▶ [WHAT YOU SHOULD DO]: Write out all of the items below, character for character, leaving nothing out and changing nothing.

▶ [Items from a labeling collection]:

----------------

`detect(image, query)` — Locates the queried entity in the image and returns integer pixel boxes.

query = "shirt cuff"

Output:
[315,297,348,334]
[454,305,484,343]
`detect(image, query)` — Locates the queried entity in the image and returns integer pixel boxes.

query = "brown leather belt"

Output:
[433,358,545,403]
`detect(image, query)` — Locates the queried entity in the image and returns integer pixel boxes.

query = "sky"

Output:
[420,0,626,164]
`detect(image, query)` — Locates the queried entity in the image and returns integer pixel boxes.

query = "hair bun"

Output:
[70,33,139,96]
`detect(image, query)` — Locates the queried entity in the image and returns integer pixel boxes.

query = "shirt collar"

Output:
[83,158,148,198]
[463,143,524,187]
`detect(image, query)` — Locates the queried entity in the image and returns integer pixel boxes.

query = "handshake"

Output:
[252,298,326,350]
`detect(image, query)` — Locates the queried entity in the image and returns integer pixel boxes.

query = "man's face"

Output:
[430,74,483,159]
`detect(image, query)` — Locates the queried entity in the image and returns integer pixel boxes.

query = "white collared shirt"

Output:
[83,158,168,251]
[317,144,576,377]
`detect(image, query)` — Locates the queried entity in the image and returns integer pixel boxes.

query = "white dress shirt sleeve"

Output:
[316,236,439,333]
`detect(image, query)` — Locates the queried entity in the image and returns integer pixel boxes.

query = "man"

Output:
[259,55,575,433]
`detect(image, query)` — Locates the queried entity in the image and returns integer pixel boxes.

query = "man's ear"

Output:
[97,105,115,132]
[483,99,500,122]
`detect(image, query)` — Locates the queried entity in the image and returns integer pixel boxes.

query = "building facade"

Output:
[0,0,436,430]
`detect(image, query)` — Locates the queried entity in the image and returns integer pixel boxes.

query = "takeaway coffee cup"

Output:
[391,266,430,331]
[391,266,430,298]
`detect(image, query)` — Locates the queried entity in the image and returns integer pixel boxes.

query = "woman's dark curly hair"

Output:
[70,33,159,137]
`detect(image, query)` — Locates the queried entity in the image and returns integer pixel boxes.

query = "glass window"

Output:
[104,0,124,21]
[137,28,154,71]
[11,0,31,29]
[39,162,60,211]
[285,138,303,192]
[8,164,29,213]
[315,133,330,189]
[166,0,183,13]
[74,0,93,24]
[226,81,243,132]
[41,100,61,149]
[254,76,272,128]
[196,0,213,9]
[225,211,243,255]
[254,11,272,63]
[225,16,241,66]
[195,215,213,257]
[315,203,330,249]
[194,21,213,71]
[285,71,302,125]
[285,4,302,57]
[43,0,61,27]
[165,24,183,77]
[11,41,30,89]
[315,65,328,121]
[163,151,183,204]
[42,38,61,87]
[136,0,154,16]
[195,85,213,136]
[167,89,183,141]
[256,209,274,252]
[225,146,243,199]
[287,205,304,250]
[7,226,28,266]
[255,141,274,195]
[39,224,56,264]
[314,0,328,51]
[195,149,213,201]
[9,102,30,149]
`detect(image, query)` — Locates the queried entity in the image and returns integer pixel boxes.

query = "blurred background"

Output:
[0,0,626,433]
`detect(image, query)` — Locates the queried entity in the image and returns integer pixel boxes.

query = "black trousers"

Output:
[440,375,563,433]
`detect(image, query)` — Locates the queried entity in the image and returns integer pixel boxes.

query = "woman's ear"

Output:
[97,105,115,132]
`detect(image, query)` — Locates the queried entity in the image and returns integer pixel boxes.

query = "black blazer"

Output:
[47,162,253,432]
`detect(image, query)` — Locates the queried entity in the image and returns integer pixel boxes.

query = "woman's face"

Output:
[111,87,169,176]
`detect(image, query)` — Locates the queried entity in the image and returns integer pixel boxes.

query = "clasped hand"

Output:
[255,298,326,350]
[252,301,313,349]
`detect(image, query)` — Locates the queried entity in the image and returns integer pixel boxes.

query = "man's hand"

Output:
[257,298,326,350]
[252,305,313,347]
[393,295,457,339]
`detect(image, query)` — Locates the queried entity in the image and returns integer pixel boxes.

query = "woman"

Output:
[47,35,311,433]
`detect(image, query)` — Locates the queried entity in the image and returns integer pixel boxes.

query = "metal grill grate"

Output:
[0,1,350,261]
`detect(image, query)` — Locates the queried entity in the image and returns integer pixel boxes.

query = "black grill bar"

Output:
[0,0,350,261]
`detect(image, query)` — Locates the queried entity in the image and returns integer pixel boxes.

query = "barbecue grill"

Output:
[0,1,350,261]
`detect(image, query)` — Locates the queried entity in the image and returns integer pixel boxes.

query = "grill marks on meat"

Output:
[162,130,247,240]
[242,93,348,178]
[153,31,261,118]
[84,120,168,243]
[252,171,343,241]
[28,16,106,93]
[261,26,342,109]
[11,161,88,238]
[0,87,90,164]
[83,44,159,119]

----------------

▶ [ANSWER TO THIS TASK]:
`detect(image, query)` — Locates the queried entity in the image and returns integer pixel boxes.

query = "shirt cuff"

Output:
[315,297,348,334]
[454,305,484,343]
`detect(image, query)` — Locates the queried entity in the image and returns integer pixel boxes.

query = "brown leather belt"

Output:
[433,358,545,403]
`detect(image, query)` — Locates the queried entity in the image and returns integer pixel boxes.

query = "sky"

Output:
[420,0,626,164]
`detect(image, query)` — Locates the queried entity in the image and returns integer pixel boxes.

query = "hair bun"

Output:
[70,33,139,96]
`detect(image, query)` — Locates the queried entity in the image and returns integer pixel boxes.

query = "shirt collar"

Output:
[83,158,148,198]
[463,143,524,187]
`detect(image, query)` — Locates the queried entity in the image and returns integer pixel boxes.

query = "handshake"

Output:
[252,298,326,350]
`detect(image, query)` — Locates the queried entity in the image and returns integer pixel boxes.

query = "man's face"

Output:
[430,74,483,159]
`detect(image, query)` — Locates the queried entity in the image and returns integer pixel boxes.

query = "white collared shirt"

Output:
[83,158,168,251]
[317,144,576,377]
`detect(image, query)` — Locates the queried entity in the image and returns integer pixel boxes.

query = "white dress shirt sleeve"

Output:
[316,236,439,333]
`detect(image, query)` — Locates the queried entity in the image and returns integer pixel boxes.

query = "man"

Output:
[259,55,575,433]
`detect(image, query)` — Locates the queried entity in the image and returns integer pixel boxes.

query = "man's ear"

Output:
[97,105,115,132]
[483,99,500,122]
`detect(image, query)` — Locates the queried entity in the image and returns integer pixel boxes.

query = "building facade"

Output:
[0,0,436,430]
`detect(image, query)` — Locates the queried entity in the image and returns integer pixel boxes.

query = "takeaway coffee cup"

Output:
[391,266,430,331]
[391,266,430,298]
`detect(image, query)` — Locates the queried entity in the image and returns integer pixel boxes.

query = "woman's dark curly hair"

Output:
[70,33,159,137]
`detect(image, query)` — Locates the queried entity in the image and returns integer pixel boxes.

query = "glass window"

Output:
[104,0,124,21]
[137,28,154,71]
[11,0,31,29]
[39,162,60,211]
[285,138,303,192]
[8,164,29,213]
[315,133,330,189]
[166,0,183,13]
[74,0,93,24]
[226,81,243,132]
[41,100,61,149]
[254,76,272,128]
[196,0,213,9]
[225,211,243,255]
[254,11,272,63]
[225,16,241,66]
[195,215,213,257]
[315,203,330,249]
[194,21,213,71]
[285,71,302,125]
[285,4,302,57]
[43,0,61,27]
[165,24,183,77]
[11,41,30,89]
[315,65,328,121]
[163,151,183,204]
[42,38,61,87]
[136,0,154,16]
[195,85,213,136]
[167,89,183,141]
[256,209,274,252]
[225,146,243,199]
[287,205,304,250]
[7,226,28,266]
[255,141,274,195]
[39,224,56,264]
[314,0,328,51]
[195,149,213,201]
[9,102,30,149]
`detect(image, query)` — Locates the queried entity in the image and returns integer pixel boxes.

query = "blurred background"

Output:
[0,0,626,433]
`detect(image, query)` — Locates the queried entity in the image and returns integer pixel boxes.

query = "black trousers"

Output:
[440,375,563,433]
`detect(image, query)` — Locates the queried entity in the image and returns integer pixel boxes.

query = "woman's ear"

Output:
[97,105,115,132]
`detect(image, query)` — Locates the queried entity in the image and returns integer pixel boxes.

query = "black blazer"

Output:
[47,162,253,432]
`detect(image, query)` — Locates the queried entity in the image and returns integer pixel boxes.

query = "woman's face"

Output:
[111,87,169,176]
`detect(image, query)` — Locates the queried entity in the image and returns integer pixel boxes.

query = "clasped hand"

Output:
[255,298,326,350]
[252,301,313,349]
`detect(image, query)` — Locates the queried entity in the image and returns integer pixel boxes.

query = "man's hand"

Output:
[257,298,326,350]
[252,305,313,347]
[393,295,457,339]
`detect(image, query)` — Locates the queried entity in the image and returns integer pixel boxes.

query = "woman"

Output:
[47,35,311,433]
`detect(image, query)` — Locates the queried entity in the image and returns integer pixel boxes.

query = "metal grill grate"

Output:
[0,1,350,261]
`detect(image, query)` — Locates the queried entity in the image and returns integer pixel boxes.

query = "black grill bar"

Output:
[0,0,350,261]
`detect(image, query)` — Locates the queried entity in the image and returns integer pixel boxes.

query = "barbecue grill"

Output:
[0,1,350,261]
`detect(image, query)` — Locates the queried entity in the image and returns integer pixel boxes.

query = "grill marks on meat"

Output:
[162,130,247,240]
[242,93,348,178]
[153,31,261,118]
[84,120,168,243]
[252,171,343,241]
[28,16,106,93]
[261,26,342,109]
[11,161,88,238]
[0,87,90,164]
[83,44,159,119]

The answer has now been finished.